─── Text excerpt ───

Four Reasons Your Teeth Chatter Other Than Weather
In the winter, especially in the north, the cold weather will cause your teeth to chatter. While short periods of time having your teeth chatter is not harmful, you need to be aware of chattering teeth that aren’t related to the cold weather. Chattering teeth in the cold weather is the body’s normal response to being cold. Here are reasons why your teeth might be chattering when it isn’t cold.
Stress -- Anxiety, stress and panic cause people to endure a number of responses. When the stress level reaches a peak, you will find that you feel your heart pounding, your blood pressure increased, your head aches, your stomach is nauseated and your teeth chatter. If you are experiencing high amounts of stress or you have anxiety or panic attacks, you should talk with your doctor to discuss ways of calming yourself. If the stress is manifesting itself in problems with your teeth, you should take action to protect your dental health. Even if you don’t have a panic disorder, trauma or extreme fear also can cause you to have chattering teeth. Try to relax your mind and keep your dental health in top shape.

───

*Description of the task*
Return the passage on chattering teeth word for word, starting with "Stress -- Anxiety, stress" and going on through "in top shape.".

─── Information given ───

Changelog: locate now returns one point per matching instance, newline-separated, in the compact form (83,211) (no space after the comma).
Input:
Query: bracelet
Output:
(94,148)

───

*Response to this exercise*
Stress -- Anxiety, stress and panic cause people to endure a number of responses. When the stress level reaches a peak, you will find that you feel your heart pounding, your blood pressure increased, your head aches, your stomach is nauseated and your teeth chatter. If you are experiencing high amounts of stress or you have anxiety or panic attacks, you should talk with your doctor to discuss ways of calming yourself. If the stress is manifesting itself in problems with your teeth, you should take action to protect your dental health. Even if you don’t have a panic disorder, trauma or extreme fear also can cause you to have chattering teeth. Try to relax your mind and keep your dental health in top shape.